__Exercise aim__. What you output must be the exact lines from the first line of the data through the one holding "the pink flower?", with no pictures.

__Natural language region descriptions__.

============================================================

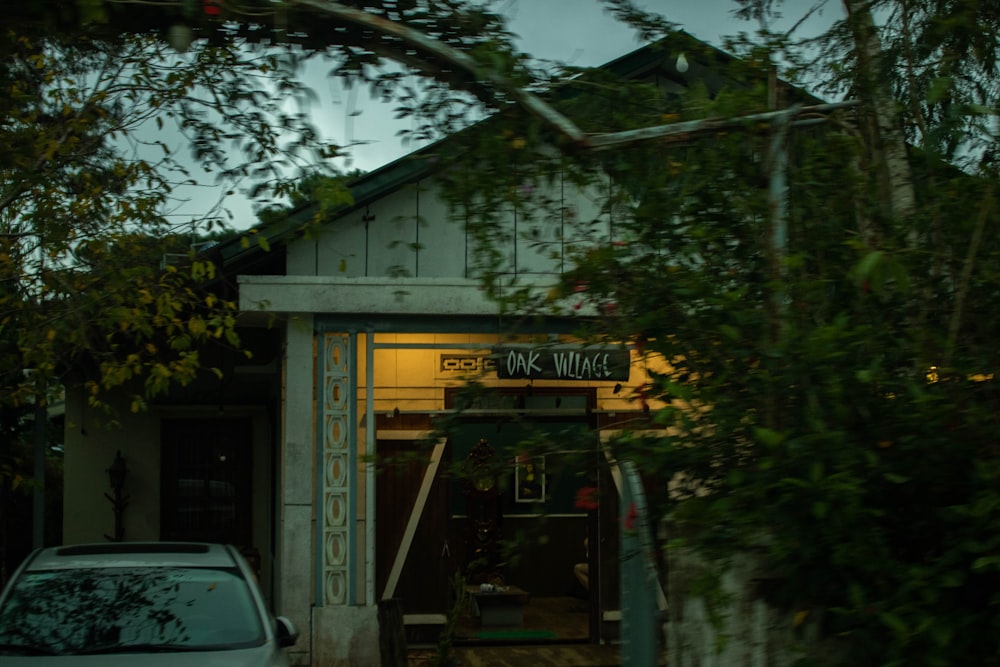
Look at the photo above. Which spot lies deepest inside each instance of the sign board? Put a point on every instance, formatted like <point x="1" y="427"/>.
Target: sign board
<point x="562" y="362"/>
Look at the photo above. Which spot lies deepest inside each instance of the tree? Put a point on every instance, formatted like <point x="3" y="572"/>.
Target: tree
<point x="81" y="183"/>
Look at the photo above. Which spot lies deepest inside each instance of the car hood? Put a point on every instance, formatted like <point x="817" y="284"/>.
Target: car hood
<point x="262" y="656"/>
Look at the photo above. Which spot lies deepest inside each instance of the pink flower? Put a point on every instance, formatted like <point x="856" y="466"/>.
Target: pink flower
<point x="586" y="498"/>
<point x="633" y="514"/>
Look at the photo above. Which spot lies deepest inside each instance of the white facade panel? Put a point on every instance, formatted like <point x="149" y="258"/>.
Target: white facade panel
<point x="392" y="234"/>
<point x="442" y="238"/>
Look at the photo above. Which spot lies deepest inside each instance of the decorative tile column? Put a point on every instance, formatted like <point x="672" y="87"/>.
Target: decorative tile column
<point x="336" y="462"/>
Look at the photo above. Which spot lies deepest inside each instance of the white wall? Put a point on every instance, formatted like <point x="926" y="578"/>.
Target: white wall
<point x="413" y="232"/>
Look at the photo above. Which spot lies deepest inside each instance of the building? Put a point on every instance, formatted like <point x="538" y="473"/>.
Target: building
<point x="329" y="454"/>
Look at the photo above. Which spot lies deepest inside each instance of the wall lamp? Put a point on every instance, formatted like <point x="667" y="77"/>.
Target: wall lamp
<point x="119" y="501"/>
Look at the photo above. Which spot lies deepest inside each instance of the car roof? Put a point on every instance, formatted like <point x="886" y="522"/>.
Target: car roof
<point x="133" y="554"/>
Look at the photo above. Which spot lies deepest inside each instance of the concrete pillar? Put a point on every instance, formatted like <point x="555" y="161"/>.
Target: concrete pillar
<point x="296" y="485"/>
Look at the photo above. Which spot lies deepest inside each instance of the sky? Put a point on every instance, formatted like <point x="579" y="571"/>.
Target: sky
<point x="577" y="32"/>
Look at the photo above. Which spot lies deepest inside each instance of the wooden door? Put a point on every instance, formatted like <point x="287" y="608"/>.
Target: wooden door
<point x="206" y="480"/>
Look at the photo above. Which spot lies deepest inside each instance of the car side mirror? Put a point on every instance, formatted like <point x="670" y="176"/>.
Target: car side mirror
<point x="287" y="632"/>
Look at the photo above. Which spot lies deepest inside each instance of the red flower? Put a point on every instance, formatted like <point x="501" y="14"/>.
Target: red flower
<point x="586" y="498"/>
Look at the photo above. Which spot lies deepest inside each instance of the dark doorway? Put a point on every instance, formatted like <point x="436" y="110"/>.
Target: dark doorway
<point x="206" y="480"/>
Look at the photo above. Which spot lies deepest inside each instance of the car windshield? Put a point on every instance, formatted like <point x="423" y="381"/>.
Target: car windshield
<point x="126" y="609"/>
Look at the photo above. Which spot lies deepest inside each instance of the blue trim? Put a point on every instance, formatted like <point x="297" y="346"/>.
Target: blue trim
<point x="318" y="560"/>
<point x="500" y="325"/>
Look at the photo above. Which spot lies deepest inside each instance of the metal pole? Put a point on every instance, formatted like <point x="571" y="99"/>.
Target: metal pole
<point x="38" y="497"/>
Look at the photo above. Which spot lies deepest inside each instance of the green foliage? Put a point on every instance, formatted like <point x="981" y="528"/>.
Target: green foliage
<point x="834" y="396"/>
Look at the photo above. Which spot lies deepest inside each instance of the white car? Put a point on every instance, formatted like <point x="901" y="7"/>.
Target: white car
<point x="139" y="603"/>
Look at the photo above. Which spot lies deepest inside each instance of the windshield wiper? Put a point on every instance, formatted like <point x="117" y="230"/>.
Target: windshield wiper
<point x="27" y="649"/>
<point x="138" y="648"/>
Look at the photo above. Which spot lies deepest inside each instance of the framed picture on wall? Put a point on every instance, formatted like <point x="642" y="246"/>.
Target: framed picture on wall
<point x="529" y="479"/>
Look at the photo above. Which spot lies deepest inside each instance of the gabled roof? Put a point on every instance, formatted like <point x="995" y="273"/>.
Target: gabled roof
<point x="706" y="64"/>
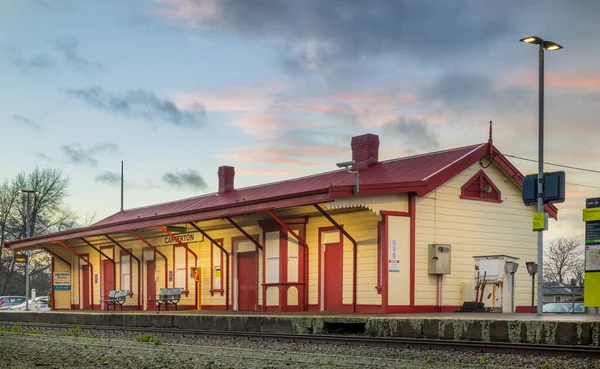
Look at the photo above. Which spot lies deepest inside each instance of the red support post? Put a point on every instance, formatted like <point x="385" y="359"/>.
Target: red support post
<point x="244" y="232"/>
<point x="157" y="251"/>
<point x="184" y="245"/>
<point x="354" y="252"/>
<point x="106" y="256"/>
<point x="55" y="255"/>
<point x="139" y="267"/>
<point x="63" y="244"/>
<point x="226" y="261"/>
<point x="303" y="243"/>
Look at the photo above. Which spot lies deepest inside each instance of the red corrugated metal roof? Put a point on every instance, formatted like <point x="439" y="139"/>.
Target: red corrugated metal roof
<point x="394" y="172"/>
<point x="420" y="174"/>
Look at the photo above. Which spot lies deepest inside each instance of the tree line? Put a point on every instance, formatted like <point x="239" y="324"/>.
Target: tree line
<point x="564" y="261"/>
<point x="47" y="213"/>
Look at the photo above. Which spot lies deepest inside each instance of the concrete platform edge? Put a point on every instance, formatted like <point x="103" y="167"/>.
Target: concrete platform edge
<point x="551" y="332"/>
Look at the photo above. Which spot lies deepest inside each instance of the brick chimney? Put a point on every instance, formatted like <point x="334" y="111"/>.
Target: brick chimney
<point x="365" y="151"/>
<point x="226" y="175"/>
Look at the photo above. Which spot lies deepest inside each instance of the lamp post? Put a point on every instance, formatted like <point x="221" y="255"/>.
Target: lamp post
<point x="532" y="270"/>
<point x="27" y="252"/>
<point x="550" y="46"/>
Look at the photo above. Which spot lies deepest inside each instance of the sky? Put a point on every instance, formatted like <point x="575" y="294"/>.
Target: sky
<point x="277" y="88"/>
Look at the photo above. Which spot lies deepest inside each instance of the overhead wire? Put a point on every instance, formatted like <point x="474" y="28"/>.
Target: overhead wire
<point x="562" y="166"/>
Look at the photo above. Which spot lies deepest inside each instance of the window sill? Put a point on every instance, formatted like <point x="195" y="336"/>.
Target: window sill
<point x="479" y="199"/>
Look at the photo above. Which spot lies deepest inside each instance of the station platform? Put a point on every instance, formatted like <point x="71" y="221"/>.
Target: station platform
<point x="576" y="329"/>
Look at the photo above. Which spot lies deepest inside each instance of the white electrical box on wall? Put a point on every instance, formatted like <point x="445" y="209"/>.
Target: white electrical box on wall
<point x="440" y="260"/>
<point x="493" y="282"/>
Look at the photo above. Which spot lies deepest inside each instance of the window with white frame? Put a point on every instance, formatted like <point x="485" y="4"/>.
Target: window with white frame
<point x="292" y="258"/>
<point x="272" y="257"/>
<point x="180" y="267"/>
<point x="126" y="272"/>
<point x="217" y="267"/>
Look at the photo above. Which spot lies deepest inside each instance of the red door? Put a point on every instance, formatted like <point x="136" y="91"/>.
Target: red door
<point x="150" y="281"/>
<point x="247" y="280"/>
<point x="108" y="278"/>
<point x="333" y="277"/>
<point x="85" y="287"/>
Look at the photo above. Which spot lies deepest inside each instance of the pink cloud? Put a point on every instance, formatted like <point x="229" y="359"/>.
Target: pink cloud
<point x="280" y="156"/>
<point x="233" y="99"/>
<point x="191" y="12"/>
<point x="265" y="172"/>
<point x="530" y="78"/>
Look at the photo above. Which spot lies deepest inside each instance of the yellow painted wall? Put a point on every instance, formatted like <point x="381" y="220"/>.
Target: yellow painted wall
<point x="399" y="282"/>
<point x="62" y="299"/>
<point x="362" y="226"/>
<point x="473" y="228"/>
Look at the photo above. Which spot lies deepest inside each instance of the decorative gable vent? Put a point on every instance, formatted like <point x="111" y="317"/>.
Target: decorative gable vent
<point x="480" y="187"/>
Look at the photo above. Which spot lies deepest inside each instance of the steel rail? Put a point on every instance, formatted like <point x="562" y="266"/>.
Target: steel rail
<point x="411" y="343"/>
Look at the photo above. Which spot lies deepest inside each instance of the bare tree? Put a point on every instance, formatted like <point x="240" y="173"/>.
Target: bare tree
<point x="560" y="258"/>
<point x="579" y="271"/>
<point x="47" y="213"/>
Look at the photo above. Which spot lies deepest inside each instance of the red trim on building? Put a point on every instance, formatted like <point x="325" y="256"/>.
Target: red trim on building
<point x="52" y="283"/>
<point x="86" y="258"/>
<point x="186" y="290"/>
<point x="212" y="269"/>
<point x="320" y="263"/>
<point x="396" y="213"/>
<point x="384" y="262"/>
<point x="121" y="253"/>
<point x="379" y="285"/>
<point x="412" y="209"/>
<point x="475" y="188"/>
<point x="235" y="272"/>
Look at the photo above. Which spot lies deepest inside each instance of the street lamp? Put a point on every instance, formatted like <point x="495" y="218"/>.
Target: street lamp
<point x="27" y="252"/>
<point x="550" y="46"/>
<point x="532" y="270"/>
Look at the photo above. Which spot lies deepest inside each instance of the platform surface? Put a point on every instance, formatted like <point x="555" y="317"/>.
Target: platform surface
<point x="555" y="329"/>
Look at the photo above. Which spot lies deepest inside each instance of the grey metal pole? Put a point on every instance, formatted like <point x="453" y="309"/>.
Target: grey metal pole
<point x="27" y="253"/>
<point x="121" y="185"/>
<point x="540" y="183"/>
<point x="532" y="291"/>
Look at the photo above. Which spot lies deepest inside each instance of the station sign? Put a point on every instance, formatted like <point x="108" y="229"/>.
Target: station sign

============================================================

__Problem solution__.
Look at the photo above. Which spot lies deepest inside each instance of the sign board? Put a point on every instance, formatted like <point x="1" y="427"/>.
Target: sign board
<point x="562" y="362"/>
Look at the photo above. Which spot lies deepest inside each instance of the tree? Put a point on every instance, formatted like <point x="3" y="572"/>.
Target: tree
<point x="81" y="183"/>
Look at the photo above. Which spot lies deepest inside each instance of the car hood? Put a point on every instance, formatted like <point x="817" y="284"/>.
Target: car hood
<point x="262" y="656"/>
Look at the photo above. Which spot lies deepest inside each instance of the pink flower? Put a point on every instance, formatted like <point x="856" y="466"/>.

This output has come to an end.